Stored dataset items

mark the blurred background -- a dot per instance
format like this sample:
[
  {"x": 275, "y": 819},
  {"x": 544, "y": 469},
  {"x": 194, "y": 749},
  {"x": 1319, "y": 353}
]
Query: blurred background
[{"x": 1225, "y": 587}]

### Aim
Copy all of the material above line for line, changing nothing.

### Answer for this exercise
mark the blurred background -- a dot per instance
format like this sample:
[
  {"x": 275, "y": 819},
  {"x": 544, "y": 469},
  {"x": 194, "y": 749},
  {"x": 1319, "y": 353}
]
Query: blurred background
[{"x": 1225, "y": 587}]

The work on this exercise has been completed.